### [GIVEN REQUEST]
Update all the entries below so that "pin" reads "marker" everywhere and nothing else changes. Give the revised entries without the pictures.

——————

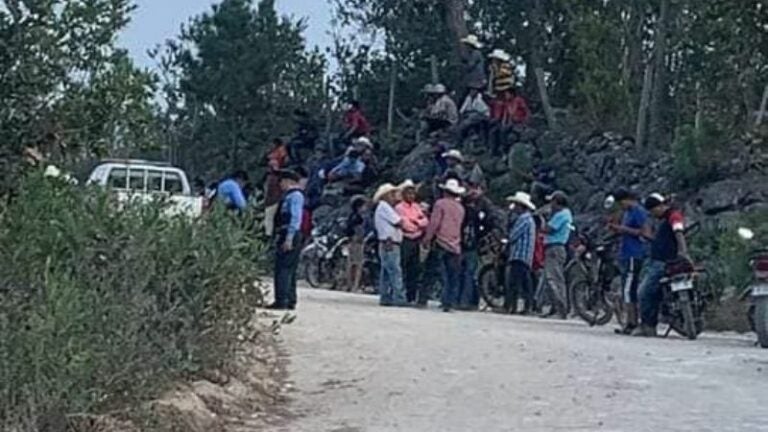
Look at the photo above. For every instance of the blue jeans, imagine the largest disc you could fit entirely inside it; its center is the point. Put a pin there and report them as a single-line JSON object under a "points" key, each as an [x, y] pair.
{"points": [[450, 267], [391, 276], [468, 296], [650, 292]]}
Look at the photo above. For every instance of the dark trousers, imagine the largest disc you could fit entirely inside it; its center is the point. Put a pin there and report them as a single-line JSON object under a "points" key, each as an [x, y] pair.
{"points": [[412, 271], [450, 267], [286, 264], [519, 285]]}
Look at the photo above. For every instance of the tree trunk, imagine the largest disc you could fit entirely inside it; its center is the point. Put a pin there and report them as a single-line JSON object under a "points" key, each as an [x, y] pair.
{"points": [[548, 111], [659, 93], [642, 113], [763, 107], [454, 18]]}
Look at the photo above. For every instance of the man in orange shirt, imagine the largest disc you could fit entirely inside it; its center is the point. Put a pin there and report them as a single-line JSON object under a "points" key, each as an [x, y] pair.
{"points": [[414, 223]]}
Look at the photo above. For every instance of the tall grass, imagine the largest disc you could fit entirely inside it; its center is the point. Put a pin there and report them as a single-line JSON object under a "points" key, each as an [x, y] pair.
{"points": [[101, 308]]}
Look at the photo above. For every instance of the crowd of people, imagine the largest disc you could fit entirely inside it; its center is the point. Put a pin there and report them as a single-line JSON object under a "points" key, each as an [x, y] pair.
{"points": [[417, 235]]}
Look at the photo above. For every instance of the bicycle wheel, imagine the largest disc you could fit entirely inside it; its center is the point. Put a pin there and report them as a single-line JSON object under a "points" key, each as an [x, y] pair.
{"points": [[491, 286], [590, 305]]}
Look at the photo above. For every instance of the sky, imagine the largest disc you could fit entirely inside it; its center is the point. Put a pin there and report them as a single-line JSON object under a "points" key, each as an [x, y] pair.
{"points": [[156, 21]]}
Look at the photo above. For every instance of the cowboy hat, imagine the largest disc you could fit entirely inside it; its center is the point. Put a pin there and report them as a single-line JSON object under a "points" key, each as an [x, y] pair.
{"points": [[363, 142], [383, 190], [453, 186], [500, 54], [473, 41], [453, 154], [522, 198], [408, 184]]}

——————

### [ANSWER TO THE TASK]
Look at the photo above. For every instance of the blue jeans, imagine the largest disc you could fit entirely inside it; its center is the point. Put a marker there and report them as a single-line JSON object under a "points" key, each as an [x, y] pair.
{"points": [[450, 267], [391, 276], [468, 296], [650, 292]]}
Look at the photo above. For every instance of the dark trousers, imagine the largest disc you could fit entirely inside it; its center is the point. Put a marker there and report them as a single-line JSON object under a "points" key, each as an [x, y] pair.
{"points": [[412, 271], [450, 267], [286, 264], [519, 285]]}
Look at the photo above. For every instance of the tree trunk, imagine the largest disc you could fit entirely inside it; its center is the point. Put a marker there and report them as a single-line JSON object under a "points" key, each as an [x, y] pair.
{"points": [[548, 111], [659, 93], [642, 113], [763, 107], [454, 18]]}
Look at the photo above. For every instance of the man in orange shirt, imagine the largest disc you could fit entirely inside it; its center is the point. Put a marker there and report them as a single-line JSON object under a "points" key, each as an [x, y] pair.
{"points": [[414, 223]]}
Look at the photo above. For every instance of the tall grass, imagine the largest disc you could fit entirely inside it; its center is the point. Put a marker there and report them as a single-line JSON object under a "points" key, each as an [x, y] pair.
{"points": [[101, 308]]}
Look at the photo above. For every instance of the crowd of people, imagine the largest disc you could fit entirely inside it; its center is the point. Put a marker there and report them as a single-line JSON object under a "points" key, each as an [x, y] pair.
{"points": [[417, 235]]}
Look at the photo above. For every instance of the bicycle wheel, imagine the largest disc you could fit entirely inside it; its center is the point. Put a marker there and report them as a single-line JSON object under a "points" key, each as an [x, y] pair.
{"points": [[491, 286], [590, 305]]}
Look at the photo above. For every instance of the sky, imagine the largest disc you could fit entirely inside it; its center is the point. Put a marker there and report them as a single-line JSON object under a "points" key, each as an [x, y] pair.
{"points": [[156, 21]]}
Look at the photo above. For every instance of the cowboy hat, imagine the largest disc you could fit entirely inside it; its center is the point. Put a marker there and report them as a single-line JSON object under a "points" key, each as an [x, y] pair.
{"points": [[363, 142], [383, 190], [453, 186], [500, 54], [473, 41], [453, 154], [522, 198], [408, 184]]}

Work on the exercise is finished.